Exercise → Copy every line of the material below word for word, with no changes.

Collected data entries →
+++
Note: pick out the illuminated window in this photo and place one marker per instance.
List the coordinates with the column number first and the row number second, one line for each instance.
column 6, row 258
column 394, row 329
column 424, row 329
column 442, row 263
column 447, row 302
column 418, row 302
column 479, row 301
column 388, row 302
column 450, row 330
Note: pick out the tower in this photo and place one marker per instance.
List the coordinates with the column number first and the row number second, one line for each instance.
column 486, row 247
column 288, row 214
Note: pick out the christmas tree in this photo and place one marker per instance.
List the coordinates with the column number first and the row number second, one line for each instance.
+++
Task response →
Note: pick out the illuminated window in this photo and place one marker per instance.
List the coordinates with the column number first and the row number second, one line for each instance.
column 6, row 258
column 394, row 329
column 424, row 329
column 442, row 263
column 447, row 302
column 418, row 302
column 479, row 301
column 388, row 302
column 450, row 330
Note: pick out the tower in this photo and place one marker per instance.
List the coordinates with the column number first and the row number second, one line for each instance.
column 486, row 247
column 288, row 214
Note: pick out the christmas tree in this photo and place one marker per instance.
List the coordinates with the column number first and the row number second, one line for each instance.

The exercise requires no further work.